— start Text passage —
In Rwanda, the horrific slaughter was a response to an invasion by Tutsi forces from neighboring Uganda and the assassination of the country’s president.  The context was invasion and civil war.

The Cambodian slaughter was certainly not the fault of “national sovereignty”.  Indeed, it was precisely the direct result of the U.S. violation of Cambodia’s national sovereignty. Years of secret U.S. bombing of the Cambodian countryside, followed by a U.S.-engineered overthrow of the Cambodian government, opened the way for takeover of that country by embittered Khmer Rouge fighters who took out their resentment against the devastation of rural areas on the hapless urban population, considered accomplices of their enemies. The Khmer Rouge slaughters took place after the United States had been defeated in Indochina by the Vietnamese.  When, after being provoked by armed incursions, the Vietnamese intervened to overthrow the Khmer Rouge, they were condemned in the United Nations by the United States for doing so.

Some of the bloodiest events do not make it to Ms. Kennedy’s “genocide” list.  Missing is the killing of over half a million members of the Indonesian Communist Party in 1965 and 1966. But the dictator responsible, Suharto, was “a friend of the United States” and the victims were communists.

But while ignoring over half a million murdered Indonesians, she includes Bosnia on her list.  In that case, the highest estimate of victims was 8,000, all men of military age.  Indeed, the NATO-linked International Criminal Tribunal (ICTY) has ruled that the 1995 Srebrenica massacre was “genocide”.   To arrive at this verdict, despite the fact that the alleged perpetrators spared women and children, the ICTY found a sociologist who claimed that since the Muslim community of Srebrenica was a patriarchy, murdering the menfolk amounted to “genocide” in a single town, since the women would not return without the men.  This far-fetched judgment was necessary to preserve “Bosnia” as Exhibit A in the case for NATO military intervention.
— end Text passage —
— start Dataset records —
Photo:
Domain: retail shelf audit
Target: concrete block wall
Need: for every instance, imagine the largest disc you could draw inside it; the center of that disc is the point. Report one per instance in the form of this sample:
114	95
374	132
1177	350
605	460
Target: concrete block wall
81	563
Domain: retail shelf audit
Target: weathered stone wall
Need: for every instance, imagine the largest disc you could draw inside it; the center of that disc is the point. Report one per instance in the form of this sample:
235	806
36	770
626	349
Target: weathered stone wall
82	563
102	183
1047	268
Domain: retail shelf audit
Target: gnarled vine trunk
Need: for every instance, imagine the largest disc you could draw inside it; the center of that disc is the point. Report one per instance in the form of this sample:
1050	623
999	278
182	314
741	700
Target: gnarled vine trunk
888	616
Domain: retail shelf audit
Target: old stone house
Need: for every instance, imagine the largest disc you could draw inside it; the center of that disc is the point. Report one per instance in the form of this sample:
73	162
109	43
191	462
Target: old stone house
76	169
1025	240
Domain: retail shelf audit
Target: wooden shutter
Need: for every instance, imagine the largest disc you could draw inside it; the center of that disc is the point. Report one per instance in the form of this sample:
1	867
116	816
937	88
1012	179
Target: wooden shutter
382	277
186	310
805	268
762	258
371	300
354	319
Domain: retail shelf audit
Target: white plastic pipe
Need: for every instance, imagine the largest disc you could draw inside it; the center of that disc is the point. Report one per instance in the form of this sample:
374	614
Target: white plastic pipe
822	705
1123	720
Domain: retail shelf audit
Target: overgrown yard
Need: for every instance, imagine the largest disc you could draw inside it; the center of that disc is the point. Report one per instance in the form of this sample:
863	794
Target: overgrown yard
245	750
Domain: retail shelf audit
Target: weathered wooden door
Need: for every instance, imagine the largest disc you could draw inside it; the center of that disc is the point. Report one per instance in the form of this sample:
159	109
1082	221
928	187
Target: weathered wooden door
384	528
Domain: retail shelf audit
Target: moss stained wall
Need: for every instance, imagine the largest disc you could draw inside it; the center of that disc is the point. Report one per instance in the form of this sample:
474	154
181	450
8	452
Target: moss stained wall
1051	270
— end Dataset records —
■ Problems and tasks ■
[A] Answer these from the passage on mass killings, one line each:
(i) From which neighboring country did Tutsi forces invade Rwanda?
(ii) Which country condemned the Vietnamese in the United Nations for overthrowing the Khmer Rouge?
(iii) What is the highest estimate of victims given for Bosnia?
[B] Repeat the part of the passage on mass killings that opens with the words containing "But while ignoring" and closes with "NATO military intervention.".
[C] Go on with the passage on mass killings, starting after its final sentence.
The records aren't needed for any of this.

■ Answers for the exercise ■
[A]
(i) Uganda
(ii) The United States
(iii) 8,000, all men of military age

[B]
But while ignoring over half a million murdered Indonesians, she includes Bosnia on her list.  In that case, the highest estimate of victims was 8,000, all men of military age.  Indeed, the NATO-linked International Criminal Tribunal (ICTY) has ruled that the 1995 Srebrenica massacre was “genocide”.   To arrive at this verdict, despite the fact that the alleged perpetrators spared women and children, the ICTY found a sociologist who claimed that since the Muslim community of Srebrenica was a patriarchy, murdering the menfolk amounted to “genocide” in a single town, since the women would not return without the men.  This far-fetched judgment was necessary to preserve “Bosnia” as Exhibit A in the case for NATO military intervention.

[C]
It is generally overlooked that Srebrenica was a garrison town where the Muslim men in 1995 were not all natives of that originally multi-ethnic town and had been carrying out attacks on surrounding Serb villages.  Nor have Western media given much attention to the testimony by Srebrenica Muslim leaders of having heard the Islamist party leader, Alija Izetbegovic, confide that President Clinton had said that a massacre of at least 5,000 Muslims was needed to bring the “international community” into the Bosnian civil war on the side of the Muslims.  Those Muslim leaders believe that Izetbegovic deliberately left Srebrenica undefended in order to set up a massacre by vengeful Serbs.

Whether or not that story is true, it points to a serious danger of adopting the R2P principle.  Izetbegovic was the leader of a party which wanted to defeat his enemies with outside military aid.  The world is rife with such leaders of ethnic, religious or political factions.  If they know that “the world’s only superpower” may come to their aid once they can accuse the existing government of “slaughtering its own people”, they are highly motivated to provoke that government into committing the required slaughter.

A number of former U.N. peacekeepers have testified that Muslim forces in Bosnia carried out the infamous “Marketplace bombings” against Sarajevo civilians in order to blame their Serb enemies and gain international support.

How could they do such a horrid thing?  Well, if a country’s leader can be willing to “massacre his own people”, why couldn’t the leader of a rebel group allow some of “his own people” to be massacred, in order to take power?  Especially, by the way, if he is paid handsomely by some outside power – Qatar for instance – to provoke an uprising.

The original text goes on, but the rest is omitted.